Input data =

***

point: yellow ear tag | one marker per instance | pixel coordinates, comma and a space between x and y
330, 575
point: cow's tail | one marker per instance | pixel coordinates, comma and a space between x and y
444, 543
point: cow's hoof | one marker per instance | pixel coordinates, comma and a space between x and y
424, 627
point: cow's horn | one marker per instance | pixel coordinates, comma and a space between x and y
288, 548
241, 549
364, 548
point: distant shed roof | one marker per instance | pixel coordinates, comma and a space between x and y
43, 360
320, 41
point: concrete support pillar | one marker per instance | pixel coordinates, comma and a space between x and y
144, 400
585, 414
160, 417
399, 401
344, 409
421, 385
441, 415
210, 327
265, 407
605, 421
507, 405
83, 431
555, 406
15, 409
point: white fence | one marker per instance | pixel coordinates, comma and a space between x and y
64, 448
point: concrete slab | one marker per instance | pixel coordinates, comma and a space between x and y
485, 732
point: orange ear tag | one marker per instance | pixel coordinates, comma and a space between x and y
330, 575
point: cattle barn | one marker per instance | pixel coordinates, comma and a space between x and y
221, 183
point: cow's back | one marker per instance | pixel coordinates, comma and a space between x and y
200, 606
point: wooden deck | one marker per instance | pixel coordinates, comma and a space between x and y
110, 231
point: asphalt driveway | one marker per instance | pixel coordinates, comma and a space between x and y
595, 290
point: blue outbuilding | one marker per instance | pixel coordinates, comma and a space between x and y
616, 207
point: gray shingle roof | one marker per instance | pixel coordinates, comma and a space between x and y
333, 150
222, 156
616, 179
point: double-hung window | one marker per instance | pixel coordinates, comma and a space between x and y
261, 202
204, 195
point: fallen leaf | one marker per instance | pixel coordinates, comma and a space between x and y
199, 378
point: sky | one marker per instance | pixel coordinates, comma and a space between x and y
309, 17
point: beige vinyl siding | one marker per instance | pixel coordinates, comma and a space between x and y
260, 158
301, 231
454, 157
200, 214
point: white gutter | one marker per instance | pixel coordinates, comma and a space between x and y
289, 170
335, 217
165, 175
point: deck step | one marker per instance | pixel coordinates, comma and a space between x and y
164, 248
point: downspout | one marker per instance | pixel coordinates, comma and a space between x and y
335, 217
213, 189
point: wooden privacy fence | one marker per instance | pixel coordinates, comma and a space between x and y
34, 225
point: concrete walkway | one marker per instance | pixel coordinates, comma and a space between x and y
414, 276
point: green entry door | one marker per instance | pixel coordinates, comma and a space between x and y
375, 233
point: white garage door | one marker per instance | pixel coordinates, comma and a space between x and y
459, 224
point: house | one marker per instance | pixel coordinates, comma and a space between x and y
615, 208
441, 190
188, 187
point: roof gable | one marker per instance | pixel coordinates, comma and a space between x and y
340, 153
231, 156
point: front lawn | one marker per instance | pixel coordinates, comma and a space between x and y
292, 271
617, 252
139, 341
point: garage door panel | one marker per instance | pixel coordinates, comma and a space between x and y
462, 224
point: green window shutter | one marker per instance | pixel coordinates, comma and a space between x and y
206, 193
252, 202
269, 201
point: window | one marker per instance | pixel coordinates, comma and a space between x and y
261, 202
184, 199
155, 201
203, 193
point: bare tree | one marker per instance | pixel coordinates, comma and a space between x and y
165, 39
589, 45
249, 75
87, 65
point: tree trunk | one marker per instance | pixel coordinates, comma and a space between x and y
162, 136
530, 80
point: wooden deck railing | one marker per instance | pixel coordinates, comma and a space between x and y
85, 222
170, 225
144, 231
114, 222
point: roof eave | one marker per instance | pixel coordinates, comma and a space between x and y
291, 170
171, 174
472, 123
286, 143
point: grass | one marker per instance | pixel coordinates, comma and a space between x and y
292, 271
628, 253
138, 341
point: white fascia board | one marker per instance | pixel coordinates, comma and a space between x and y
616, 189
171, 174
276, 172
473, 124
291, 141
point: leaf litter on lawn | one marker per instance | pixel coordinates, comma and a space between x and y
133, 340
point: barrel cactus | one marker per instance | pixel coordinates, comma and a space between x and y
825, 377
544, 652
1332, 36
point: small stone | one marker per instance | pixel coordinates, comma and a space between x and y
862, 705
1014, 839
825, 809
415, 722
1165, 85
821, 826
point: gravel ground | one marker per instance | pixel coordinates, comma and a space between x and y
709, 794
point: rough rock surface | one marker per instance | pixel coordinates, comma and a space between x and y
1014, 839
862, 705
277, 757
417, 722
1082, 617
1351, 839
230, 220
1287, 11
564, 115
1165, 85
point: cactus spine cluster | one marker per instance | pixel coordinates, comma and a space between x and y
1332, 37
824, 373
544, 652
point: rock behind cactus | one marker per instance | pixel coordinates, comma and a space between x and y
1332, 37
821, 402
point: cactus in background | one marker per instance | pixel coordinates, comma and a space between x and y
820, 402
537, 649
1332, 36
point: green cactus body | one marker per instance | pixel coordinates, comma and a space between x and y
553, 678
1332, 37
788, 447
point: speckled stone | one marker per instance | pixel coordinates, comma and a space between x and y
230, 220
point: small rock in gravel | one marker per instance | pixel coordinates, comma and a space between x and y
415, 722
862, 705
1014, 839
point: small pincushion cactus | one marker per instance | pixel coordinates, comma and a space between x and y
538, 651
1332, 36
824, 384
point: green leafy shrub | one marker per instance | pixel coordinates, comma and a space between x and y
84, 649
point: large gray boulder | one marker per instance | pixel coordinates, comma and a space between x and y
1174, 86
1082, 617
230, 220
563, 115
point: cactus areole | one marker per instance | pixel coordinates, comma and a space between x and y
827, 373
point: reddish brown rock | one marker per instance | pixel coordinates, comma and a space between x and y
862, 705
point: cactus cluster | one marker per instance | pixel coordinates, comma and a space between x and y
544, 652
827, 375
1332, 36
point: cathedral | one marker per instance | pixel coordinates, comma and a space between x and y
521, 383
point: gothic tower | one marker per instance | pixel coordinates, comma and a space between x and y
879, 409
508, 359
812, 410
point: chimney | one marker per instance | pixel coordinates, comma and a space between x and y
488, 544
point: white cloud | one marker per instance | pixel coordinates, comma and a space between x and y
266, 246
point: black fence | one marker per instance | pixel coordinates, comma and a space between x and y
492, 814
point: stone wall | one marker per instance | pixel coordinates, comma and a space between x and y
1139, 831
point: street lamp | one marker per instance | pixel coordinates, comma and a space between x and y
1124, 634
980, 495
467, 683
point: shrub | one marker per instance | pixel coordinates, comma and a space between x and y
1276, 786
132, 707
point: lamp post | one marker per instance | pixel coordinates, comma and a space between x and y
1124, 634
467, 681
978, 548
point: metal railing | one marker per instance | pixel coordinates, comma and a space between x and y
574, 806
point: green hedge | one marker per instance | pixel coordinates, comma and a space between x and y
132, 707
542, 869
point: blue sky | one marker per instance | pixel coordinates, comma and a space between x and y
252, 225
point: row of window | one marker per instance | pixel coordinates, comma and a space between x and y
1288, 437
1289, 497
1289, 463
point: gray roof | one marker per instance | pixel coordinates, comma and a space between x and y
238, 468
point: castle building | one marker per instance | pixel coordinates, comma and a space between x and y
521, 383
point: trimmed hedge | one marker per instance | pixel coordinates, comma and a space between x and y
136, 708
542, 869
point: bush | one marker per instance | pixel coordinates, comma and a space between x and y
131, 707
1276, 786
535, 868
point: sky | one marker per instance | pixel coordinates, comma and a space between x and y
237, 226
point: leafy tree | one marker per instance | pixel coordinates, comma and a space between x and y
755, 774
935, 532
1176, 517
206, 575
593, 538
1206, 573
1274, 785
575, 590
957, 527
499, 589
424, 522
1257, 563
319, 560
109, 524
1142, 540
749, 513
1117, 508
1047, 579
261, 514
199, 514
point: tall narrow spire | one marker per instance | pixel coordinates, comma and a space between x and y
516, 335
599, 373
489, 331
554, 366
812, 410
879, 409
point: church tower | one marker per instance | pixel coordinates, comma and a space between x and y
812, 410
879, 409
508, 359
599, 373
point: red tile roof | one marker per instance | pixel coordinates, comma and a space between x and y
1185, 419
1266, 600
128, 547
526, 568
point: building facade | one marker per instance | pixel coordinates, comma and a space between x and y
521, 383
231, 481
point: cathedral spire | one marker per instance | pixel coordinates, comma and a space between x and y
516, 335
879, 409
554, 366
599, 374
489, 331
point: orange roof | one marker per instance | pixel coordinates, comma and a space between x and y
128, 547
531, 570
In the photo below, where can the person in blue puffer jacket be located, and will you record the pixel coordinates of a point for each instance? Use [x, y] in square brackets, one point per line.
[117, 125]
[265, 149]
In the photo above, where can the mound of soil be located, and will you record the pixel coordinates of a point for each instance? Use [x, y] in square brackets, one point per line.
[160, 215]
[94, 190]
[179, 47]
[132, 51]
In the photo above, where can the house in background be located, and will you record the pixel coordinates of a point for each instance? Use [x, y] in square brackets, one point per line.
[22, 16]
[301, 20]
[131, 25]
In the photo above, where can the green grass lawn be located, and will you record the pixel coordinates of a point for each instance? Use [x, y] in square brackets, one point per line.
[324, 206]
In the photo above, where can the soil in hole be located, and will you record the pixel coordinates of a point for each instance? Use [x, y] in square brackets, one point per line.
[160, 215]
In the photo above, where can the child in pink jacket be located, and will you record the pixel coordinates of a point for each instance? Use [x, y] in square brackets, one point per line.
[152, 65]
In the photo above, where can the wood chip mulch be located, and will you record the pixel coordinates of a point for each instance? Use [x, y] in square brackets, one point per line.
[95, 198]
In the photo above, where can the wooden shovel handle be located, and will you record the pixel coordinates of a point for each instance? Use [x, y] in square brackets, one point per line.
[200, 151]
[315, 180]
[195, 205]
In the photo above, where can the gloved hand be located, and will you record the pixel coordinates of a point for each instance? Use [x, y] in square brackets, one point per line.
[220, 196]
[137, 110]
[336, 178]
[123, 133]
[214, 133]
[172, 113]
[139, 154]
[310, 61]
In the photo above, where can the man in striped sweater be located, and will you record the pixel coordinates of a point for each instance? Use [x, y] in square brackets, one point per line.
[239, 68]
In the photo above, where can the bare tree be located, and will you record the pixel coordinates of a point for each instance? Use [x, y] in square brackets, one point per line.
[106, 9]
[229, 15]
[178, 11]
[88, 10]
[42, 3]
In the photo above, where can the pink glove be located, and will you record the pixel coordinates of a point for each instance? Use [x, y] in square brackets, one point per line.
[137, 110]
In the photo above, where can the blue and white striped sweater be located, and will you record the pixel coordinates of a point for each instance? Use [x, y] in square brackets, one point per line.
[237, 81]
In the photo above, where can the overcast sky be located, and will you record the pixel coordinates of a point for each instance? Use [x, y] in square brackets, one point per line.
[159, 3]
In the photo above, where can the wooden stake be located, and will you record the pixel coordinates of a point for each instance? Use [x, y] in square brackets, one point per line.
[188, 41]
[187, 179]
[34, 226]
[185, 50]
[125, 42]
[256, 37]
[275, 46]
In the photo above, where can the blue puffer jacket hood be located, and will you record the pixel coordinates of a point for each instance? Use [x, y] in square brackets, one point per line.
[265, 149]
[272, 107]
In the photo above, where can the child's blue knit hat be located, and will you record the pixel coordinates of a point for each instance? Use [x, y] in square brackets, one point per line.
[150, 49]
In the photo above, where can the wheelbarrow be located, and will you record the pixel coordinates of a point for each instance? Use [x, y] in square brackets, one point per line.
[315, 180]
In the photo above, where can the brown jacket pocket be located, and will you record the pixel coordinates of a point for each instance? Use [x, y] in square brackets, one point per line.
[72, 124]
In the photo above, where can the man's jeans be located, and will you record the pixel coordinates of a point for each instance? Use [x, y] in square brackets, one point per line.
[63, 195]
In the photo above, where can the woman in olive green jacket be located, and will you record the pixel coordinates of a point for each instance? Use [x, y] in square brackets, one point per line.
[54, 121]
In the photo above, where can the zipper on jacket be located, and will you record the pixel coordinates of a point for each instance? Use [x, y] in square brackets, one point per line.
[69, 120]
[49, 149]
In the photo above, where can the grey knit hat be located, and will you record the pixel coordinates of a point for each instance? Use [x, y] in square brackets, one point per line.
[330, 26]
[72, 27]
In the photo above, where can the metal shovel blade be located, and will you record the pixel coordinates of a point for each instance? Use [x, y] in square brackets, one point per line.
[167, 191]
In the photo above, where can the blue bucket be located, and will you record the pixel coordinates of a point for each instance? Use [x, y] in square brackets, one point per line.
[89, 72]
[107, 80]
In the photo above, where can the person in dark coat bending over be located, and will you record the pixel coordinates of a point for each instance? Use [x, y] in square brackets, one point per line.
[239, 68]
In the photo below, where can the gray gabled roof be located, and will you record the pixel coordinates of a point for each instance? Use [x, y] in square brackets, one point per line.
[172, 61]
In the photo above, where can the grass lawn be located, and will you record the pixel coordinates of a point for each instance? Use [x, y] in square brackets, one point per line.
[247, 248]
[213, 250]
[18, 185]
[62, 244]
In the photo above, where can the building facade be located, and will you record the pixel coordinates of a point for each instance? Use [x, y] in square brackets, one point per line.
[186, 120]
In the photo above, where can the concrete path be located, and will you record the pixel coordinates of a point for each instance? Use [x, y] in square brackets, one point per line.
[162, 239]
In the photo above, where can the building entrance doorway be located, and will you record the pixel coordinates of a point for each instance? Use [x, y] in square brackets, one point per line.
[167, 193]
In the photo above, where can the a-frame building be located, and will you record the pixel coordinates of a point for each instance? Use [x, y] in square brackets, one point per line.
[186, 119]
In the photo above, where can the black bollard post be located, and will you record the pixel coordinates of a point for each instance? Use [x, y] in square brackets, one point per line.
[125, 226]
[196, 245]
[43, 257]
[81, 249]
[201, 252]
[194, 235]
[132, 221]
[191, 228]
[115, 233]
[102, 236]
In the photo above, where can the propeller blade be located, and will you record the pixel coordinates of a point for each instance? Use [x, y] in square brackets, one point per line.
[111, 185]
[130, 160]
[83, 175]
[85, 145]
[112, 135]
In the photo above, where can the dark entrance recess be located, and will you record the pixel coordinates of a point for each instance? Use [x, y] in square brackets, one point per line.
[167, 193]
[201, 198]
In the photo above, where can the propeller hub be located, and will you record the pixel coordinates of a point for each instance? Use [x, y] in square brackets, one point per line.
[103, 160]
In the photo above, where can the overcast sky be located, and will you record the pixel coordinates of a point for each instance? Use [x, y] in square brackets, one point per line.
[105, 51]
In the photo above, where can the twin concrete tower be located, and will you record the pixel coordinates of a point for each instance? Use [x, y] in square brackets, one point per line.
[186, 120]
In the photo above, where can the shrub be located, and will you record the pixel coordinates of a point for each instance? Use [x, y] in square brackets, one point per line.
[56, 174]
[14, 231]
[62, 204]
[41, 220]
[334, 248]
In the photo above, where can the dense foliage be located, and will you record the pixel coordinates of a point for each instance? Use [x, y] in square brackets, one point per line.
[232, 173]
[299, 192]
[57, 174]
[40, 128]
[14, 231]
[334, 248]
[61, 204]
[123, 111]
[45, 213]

***

Task objective =
Exactly and only the lines from the one containing "In the photo above, where can the propeller blade" through the end of the material are to be reproduced, both ends included.

Solution below =
In the photo above, where can the propeller blade be located, and will you record the pixel coordinates of a point for each instance? Use [x, y] in square brackets, one point per line.
[111, 185]
[130, 160]
[83, 175]
[85, 145]
[112, 135]
In the photo above, where can the dark entrance recess be located, and will you record the pixel coordinates of a point for each instance? Use [x, y] in square brackets, one point per line.
[167, 193]
[201, 198]
In the photo above, where can the propeller hub be located, and will you record the pixel coordinates of a point for each instance? Use [x, y] in square brackets, one point per line.
[103, 160]
In the photo above, where can the overcast sky be located, and will you record the pixel coordinates of a point for each instance? Use [x, y] in square brackets, one point per line.
[105, 51]
In the photo above, where can the twin concrete tower be located, and will you record the pixel coordinates of a point for each instance? Use [x, y] in square brackets, one point per line.
[186, 120]
In the photo above, where can the shrub be located, and will you record the pixel coordinates of a point for each instance? Use [x, y] in square brackets, one point per line.
[56, 174]
[14, 231]
[62, 204]
[41, 220]
[334, 248]
In the photo above, where can the dense foliage be located, and will you record the pixel coordinates of a point for each instance? Use [x, y] in square brackets, one point per line.
[232, 173]
[299, 192]
[57, 174]
[40, 128]
[14, 231]
[334, 248]
[61, 204]
[123, 111]
[45, 213]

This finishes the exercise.